• THE PROBLEM:
Everything in the entries except the pictures must be repeated exactly.
**********
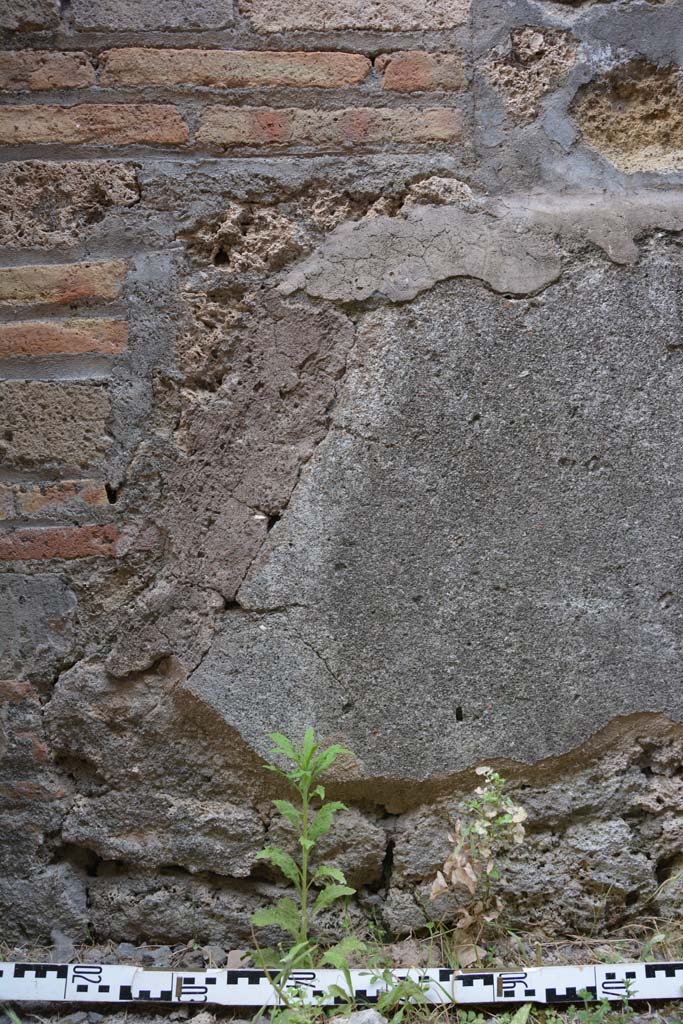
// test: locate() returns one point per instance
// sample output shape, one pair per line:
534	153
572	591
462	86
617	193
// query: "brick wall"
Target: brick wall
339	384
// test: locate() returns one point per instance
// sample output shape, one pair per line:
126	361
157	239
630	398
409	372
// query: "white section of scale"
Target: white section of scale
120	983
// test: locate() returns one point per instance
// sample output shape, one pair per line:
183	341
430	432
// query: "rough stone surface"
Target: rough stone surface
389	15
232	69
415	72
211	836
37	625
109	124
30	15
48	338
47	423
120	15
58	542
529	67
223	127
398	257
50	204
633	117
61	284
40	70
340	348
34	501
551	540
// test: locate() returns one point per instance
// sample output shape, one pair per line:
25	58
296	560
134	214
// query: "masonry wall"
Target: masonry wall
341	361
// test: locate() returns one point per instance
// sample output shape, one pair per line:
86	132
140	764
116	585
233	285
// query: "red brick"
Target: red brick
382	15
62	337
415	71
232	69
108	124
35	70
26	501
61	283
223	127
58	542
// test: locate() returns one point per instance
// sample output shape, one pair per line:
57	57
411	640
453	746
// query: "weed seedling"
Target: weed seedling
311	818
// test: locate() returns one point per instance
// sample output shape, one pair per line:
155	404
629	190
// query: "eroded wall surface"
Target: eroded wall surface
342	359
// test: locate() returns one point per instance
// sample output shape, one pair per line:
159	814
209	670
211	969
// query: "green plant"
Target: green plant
**********
• TASK ANSWER:
// test: locate() returns one point per instance
// sample output shape, one pair per line:
534	153
572	591
462	86
617	193
// query: "brick wall"
Target: brick wall
339	384
// test: locate() returns one point per instance
// sample output shape, one pair per line:
126	361
157	239
630	398
409	372
// query: "white section of scale"
Target: white section of scale
120	983
// test: locate() returns one point per instance
// sample output shape, one pair per line:
183	341
430	432
// query: "rough stone surface"
Target: rough stone surface
389	15
232	69
415	72
211	836
37	625
109	124
30	15
48	338
47	423
120	15
58	542
529	67
223	127
398	257
50	204
633	117
61	284
40	70
340	348
34	501
551	540
// test: locate() returns one point per instance
// sample output shape, one pair per line:
25	58
296	560
134	214
// query: "masonry wall"
Target: masonry wall
341	361
// test: locate() returns one point per instance
// sample output shape, one pair per line:
86	132
140	764
116	585
233	285
// query: "red brick"
Target: red brick
382	15
62	337
415	71
232	69
108	124
35	70
26	501
61	283
223	127
58	542
// test: locate() returns one point per instance
// sample output shape, one pair per line:
57	57
411	640
453	746
// query: "weed seedling"
Target: weed seedling
311	818
// test: locate() returns one point per instance
// sample output shape, one pair per line:
155	404
629	190
// query: "eroded wall surface"
Target: eroded wall surface
342	359
// test: locate() returns one point per instance
// sample output shape, one pair per line:
159	814
209	670
211	969
// query: "green plant"
Target: green plant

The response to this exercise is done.